Extracted entries:
○ ○ ○

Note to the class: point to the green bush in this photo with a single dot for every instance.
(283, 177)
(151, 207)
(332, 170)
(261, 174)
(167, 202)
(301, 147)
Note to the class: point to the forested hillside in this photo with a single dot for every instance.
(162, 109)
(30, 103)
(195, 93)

○ ○ ○

Directive:
Can you recast the lines above as a JSON list of strings, with one string per line and blank lines left out?

Response to the task:
[
  "Note to the class: point to the green bush in this photo with a single dot for every instance.",
  "(283, 177)",
  "(151, 207)",
  "(332, 170)",
  "(261, 174)",
  "(167, 202)",
  "(301, 147)",
  "Note to the class: point to the forested hillside in this photo with a single dot for every instance.",
  "(162, 109)",
  "(30, 103)",
  "(195, 93)"
]